**What you need to do:** Reproduce every line of the records below verbatim, omitting the pictures.

**Records for the task:**
=-=-=-=-=

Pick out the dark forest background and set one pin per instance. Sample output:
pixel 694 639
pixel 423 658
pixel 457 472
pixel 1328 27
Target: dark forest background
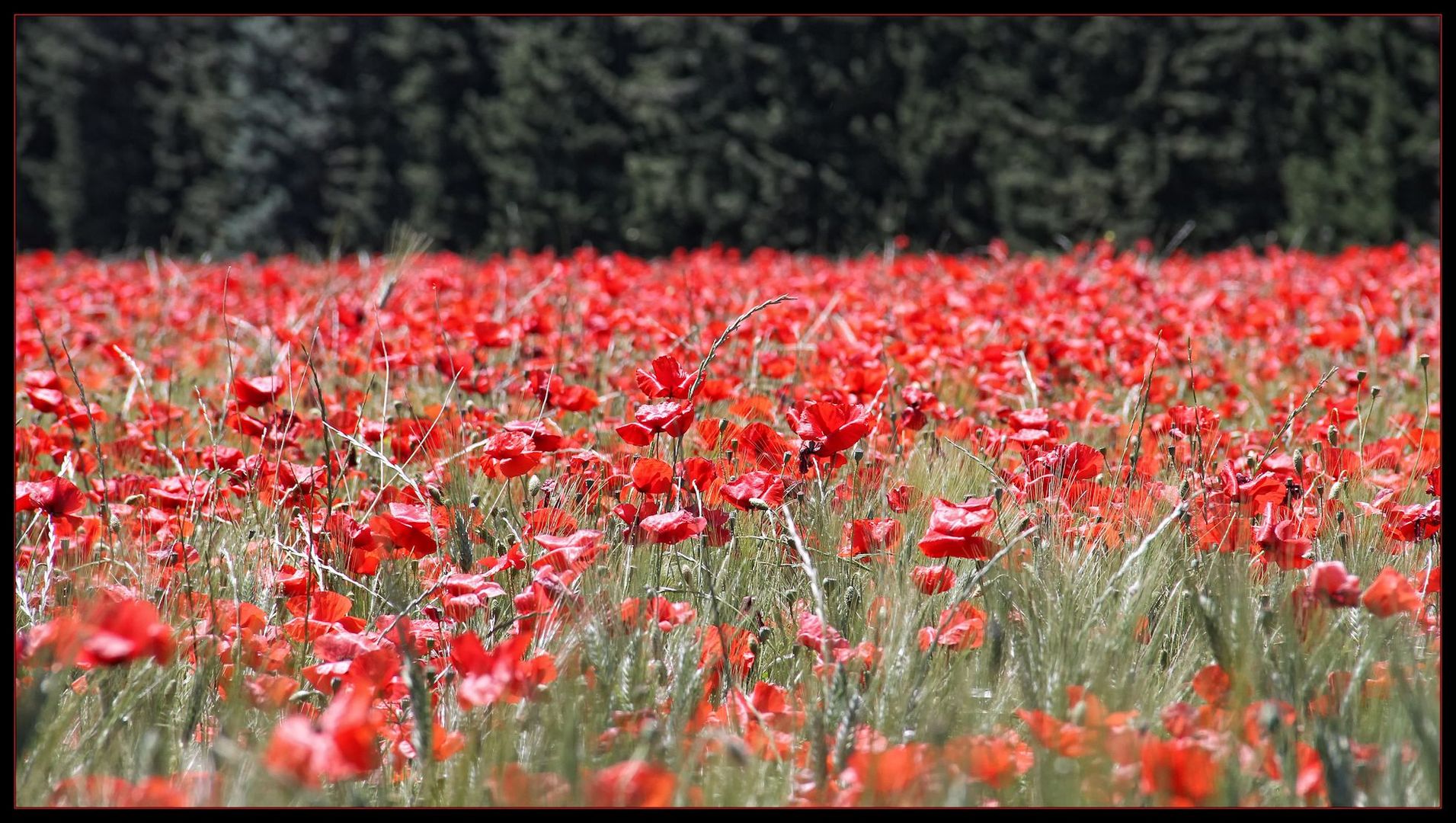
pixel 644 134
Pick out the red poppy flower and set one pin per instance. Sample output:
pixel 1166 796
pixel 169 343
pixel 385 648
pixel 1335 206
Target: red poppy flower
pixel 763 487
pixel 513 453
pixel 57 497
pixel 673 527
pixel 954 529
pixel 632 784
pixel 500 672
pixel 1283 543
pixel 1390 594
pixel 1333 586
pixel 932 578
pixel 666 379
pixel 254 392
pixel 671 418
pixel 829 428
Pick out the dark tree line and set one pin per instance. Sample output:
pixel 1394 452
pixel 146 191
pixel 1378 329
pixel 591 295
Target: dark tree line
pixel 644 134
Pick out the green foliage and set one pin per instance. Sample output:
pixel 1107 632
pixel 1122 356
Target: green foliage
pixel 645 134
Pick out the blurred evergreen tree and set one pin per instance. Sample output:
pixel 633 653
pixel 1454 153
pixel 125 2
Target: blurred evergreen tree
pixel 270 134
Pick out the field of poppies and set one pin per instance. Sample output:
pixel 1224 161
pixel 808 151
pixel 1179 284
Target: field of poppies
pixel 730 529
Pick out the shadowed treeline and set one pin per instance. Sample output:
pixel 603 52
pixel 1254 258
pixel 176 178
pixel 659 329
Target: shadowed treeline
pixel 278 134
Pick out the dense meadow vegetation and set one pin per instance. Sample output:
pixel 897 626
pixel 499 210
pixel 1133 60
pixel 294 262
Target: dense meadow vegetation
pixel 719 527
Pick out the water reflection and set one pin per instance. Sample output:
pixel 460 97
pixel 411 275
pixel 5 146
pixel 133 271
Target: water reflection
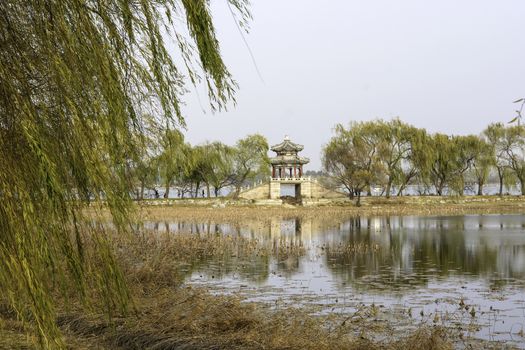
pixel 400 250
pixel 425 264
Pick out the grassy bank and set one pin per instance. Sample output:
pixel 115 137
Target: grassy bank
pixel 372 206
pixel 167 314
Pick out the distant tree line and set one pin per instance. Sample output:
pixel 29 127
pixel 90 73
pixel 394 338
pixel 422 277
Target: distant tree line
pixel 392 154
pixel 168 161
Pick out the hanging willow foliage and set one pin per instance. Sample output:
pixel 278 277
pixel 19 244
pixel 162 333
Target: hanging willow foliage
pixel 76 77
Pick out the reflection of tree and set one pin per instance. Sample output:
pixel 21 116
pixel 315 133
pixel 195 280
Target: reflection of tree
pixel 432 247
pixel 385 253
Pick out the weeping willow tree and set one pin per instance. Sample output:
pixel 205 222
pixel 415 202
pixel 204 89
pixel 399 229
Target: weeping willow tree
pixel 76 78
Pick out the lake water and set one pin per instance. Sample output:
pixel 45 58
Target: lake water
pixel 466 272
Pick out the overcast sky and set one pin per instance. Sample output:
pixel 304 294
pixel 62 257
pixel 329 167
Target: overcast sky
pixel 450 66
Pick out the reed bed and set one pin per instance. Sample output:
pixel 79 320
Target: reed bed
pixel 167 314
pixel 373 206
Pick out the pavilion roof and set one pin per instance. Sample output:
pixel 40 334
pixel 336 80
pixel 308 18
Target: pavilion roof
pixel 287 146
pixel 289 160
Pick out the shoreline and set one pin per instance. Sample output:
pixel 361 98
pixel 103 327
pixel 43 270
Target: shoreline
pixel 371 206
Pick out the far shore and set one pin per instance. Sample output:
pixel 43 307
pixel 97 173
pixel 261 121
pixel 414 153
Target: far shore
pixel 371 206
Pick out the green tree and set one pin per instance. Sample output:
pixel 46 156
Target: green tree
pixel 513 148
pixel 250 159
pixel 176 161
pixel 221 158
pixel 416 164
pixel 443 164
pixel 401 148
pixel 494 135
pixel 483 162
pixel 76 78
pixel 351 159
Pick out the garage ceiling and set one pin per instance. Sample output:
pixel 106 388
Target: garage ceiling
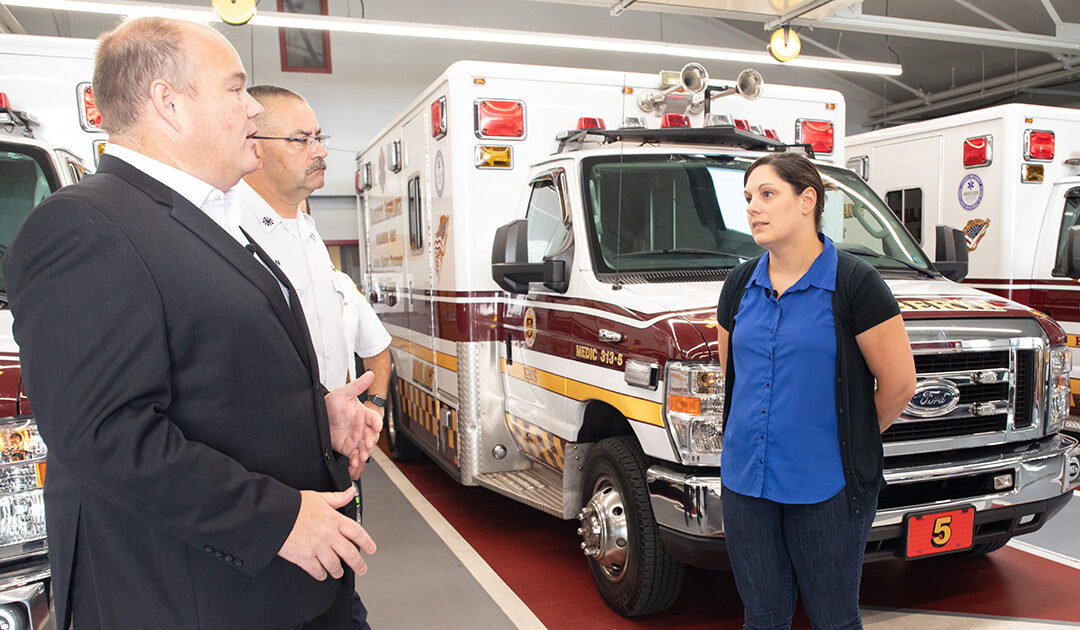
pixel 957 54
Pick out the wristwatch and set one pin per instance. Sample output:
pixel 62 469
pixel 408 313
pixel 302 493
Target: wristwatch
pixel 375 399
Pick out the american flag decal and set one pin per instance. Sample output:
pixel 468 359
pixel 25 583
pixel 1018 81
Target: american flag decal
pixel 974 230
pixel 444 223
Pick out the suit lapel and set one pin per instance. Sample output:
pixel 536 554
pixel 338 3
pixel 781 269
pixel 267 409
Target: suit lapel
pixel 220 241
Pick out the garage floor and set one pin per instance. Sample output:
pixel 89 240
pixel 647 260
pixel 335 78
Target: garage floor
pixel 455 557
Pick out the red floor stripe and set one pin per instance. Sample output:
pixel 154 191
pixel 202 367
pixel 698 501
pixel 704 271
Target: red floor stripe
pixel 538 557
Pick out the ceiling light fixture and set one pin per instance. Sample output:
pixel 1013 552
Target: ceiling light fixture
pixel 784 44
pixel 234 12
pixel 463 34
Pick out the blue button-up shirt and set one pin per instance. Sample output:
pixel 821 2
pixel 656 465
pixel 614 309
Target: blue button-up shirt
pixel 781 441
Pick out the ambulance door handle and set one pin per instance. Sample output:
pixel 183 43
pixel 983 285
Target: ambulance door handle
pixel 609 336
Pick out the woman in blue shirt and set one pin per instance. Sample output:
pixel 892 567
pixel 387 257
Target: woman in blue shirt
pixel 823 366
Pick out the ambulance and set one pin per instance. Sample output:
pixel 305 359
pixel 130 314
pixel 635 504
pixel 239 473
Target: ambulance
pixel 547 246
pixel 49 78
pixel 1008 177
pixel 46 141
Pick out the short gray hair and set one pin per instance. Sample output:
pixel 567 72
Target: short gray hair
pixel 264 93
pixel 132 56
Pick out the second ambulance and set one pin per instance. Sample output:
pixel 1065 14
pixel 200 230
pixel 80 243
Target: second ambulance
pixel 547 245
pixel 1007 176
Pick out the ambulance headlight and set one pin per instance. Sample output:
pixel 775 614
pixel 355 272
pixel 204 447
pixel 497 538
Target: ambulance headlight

=-=-=-=-=

**Finished answer:**
Pick out the dark forest background and set one pin per instance. Sample output:
pixel 694 639
pixel 423 658
pixel 457 472
pixel 1328 27
Target: dark forest background
pixel 644 134
Pick out the red poppy flower and set one pin per instance. Sample output:
pixel 1166 796
pixel 169 343
pixel 385 648
pixel 1335 206
Target: red poppy flower
pixel 763 487
pixel 513 453
pixel 57 497
pixel 673 527
pixel 954 529
pixel 632 784
pixel 500 672
pixel 1283 543
pixel 1390 594
pixel 1333 586
pixel 932 578
pixel 666 379
pixel 254 392
pixel 671 418
pixel 829 428
Pick out the dark tree line and set one pin per instance. Sample output:
pixel 1394 452
pixel 146 191
pixel 1378 329
pixel 591 295
Target: dark tree line
pixel 644 134
Pick out the green foliage and set one pin per instance. Sample output:
pixel 1107 632
pixel 1122 356
Target: green foliage
pixel 645 134
Pick out the blurred evergreen tree and set one pin per instance. Sample output:
pixel 633 653
pixel 1454 153
pixel 125 2
Target: blurred evergreen tree
pixel 270 134
Pick out the field of poppies and set one pin per instance. Sample output:
pixel 1224 161
pixel 808 151
pixel 1179 284
Target: field of poppies
pixel 730 529
Pick out the shadowed treeline and set one pin per instance. Sample output:
pixel 603 52
pixel 1254 258
pixel 176 178
pixel 659 329
Target: shadowed treeline
pixel 278 134
Pick out the dense meadow vegetation and set one pin per instance. Sample output:
pixel 897 626
pixel 499 210
pixel 1133 60
pixel 294 262
Target: dense meadow vegetation
pixel 719 527
Pick out the water reflection and set one pin per instance. Sample output:
pixel 460 97
pixel 411 275
pixel 5 146
pixel 133 271
Target: water reflection
pixel 400 250
pixel 425 264
Pick out the grassy bank and set one pin per instance. Sample output:
pixel 115 137
Target: grassy bank
pixel 372 206
pixel 167 314
Pick out the distant tree line and set one pin per instance. Sample output:
pixel 29 127
pixel 90 73
pixel 394 338
pixel 422 277
Target: distant tree line
pixel 392 154
pixel 168 161
Pick out the hanging willow foliage and set one pin per instance. Sample output:
pixel 278 277
pixel 19 244
pixel 162 333
Target: hanging willow foliage
pixel 76 77
Pick out the reflection of tree and set one pin per instance. Sample output:
pixel 21 116
pixel 315 133
pixel 195 280
Target: reflection of tree
pixel 432 247
pixel 385 253
Pick out the weeping willow tree and set one pin per instance. Sample output:
pixel 205 222
pixel 415 202
pixel 204 89
pixel 399 229
Target: weeping willow tree
pixel 76 78
Pick out the lake water and set one pin per instance. Sample output:
pixel 45 58
Target: lake water
pixel 466 272
Pick out the overcast sky and set one pin per instance. Sample output:
pixel 304 294
pixel 62 257
pixel 329 167
Target: overcast sky
pixel 450 66
Pick out the reed bed and set one pin per instance. Sample output:
pixel 79 320
Target: reed bed
pixel 167 314
pixel 373 206
Pick out the pavilion roof and set one pin per instance. Sample output:
pixel 40 334
pixel 336 80
pixel 308 18
Target: pavilion roof
pixel 287 146
pixel 289 160
Pick out the shoreline and set one pin per instance. Sample output:
pixel 361 98
pixel 103 327
pixel 43 270
Target: shoreline
pixel 371 206
Pick out the far shore and set one pin per instance. Sample output:
pixel 43 307
pixel 97 173
pixel 261 121
pixel 414 153
Target: far shore
pixel 371 206
Pick out the green tree and set one pin per instance. Sample output:
pixel 46 156
Target: green tree
pixel 513 148
pixel 250 159
pixel 176 161
pixel 221 158
pixel 416 164
pixel 443 164
pixel 401 148
pixel 494 135
pixel 483 162
pixel 76 78
pixel 351 159
Pick out the garage ceiling and set one pin per instance. Sample output:
pixel 106 388
Target: garage ceiling
pixel 957 54
Pick out the wristwatch and set one pin per instance. Sample output:
pixel 62 469
pixel 408 313
pixel 302 493
Target: wristwatch
pixel 375 399
Pick out the american flag decal and set one pin per instance. Sample output:
pixel 468 359
pixel 25 583
pixel 1018 81
Target: american flag decal
pixel 974 230
pixel 444 223
Pick out the suit lapel and set one pin per instance. Sample output:
pixel 536 554
pixel 338 3
pixel 781 269
pixel 267 409
Target: suit lapel
pixel 220 241
Pick out the garage floor and set one pin per instance. Sample output:
pixel 89 240
pixel 647 260
pixel 335 78
Target: garage floor
pixel 455 557
Pick out the red floor stripe and set one pin per instance. Sample output:
pixel 154 191
pixel 202 367
pixel 698 501
pixel 704 271
Target: red floor stripe
pixel 538 557
Pick out the ceiling light fixture and set one pin per instance. Sample output:
pixel 1013 552
Target: ceiling light fixture
pixel 784 44
pixel 234 12
pixel 463 34
Pick out the blue button-up shirt and set one pin per instance. Sample output:
pixel 821 2
pixel 656 465
pixel 614 309
Target: blue button-up shirt
pixel 781 441
Pick out the ambulance door handle and set one pin per instance. Sample output:
pixel 183 43
pixel 983 285
Target: ambulance door handle
pixel 609 336
Pick out the woman in blue shirt and set one pin per instance. Sample output:
pixel 892 567
pixel 387 257
Target: woman in blue shirt
pixel 823 366
Pick out the ambulance and set one pin per instance. Sample output:
pixel 305 359
pixel 130 314
pixel 635 504
pixel 239 473
Target: ambulance
pixel 547 246
pixel 49 78
pixel 1008 177
pixel 46 141
Pick out the short gray hair and set one pin per instance. Sample output:
pixel 567 72
Target: short gray hair
pixel 264 93
pixel 132 56
Pick out the second ambulance and set one pin per instance. Sample output:
pixel 1065 14
pixel 200 230
pixel 80 243
Target: second ambulance
pixel 547 245
pixel 1007 176
Pick out the ambulance headlight and set one pin per instance. Sample output:
pixel 775 614
pixel 355 272
pixel 204 447
pixel 497 538
Target: ambulance headlight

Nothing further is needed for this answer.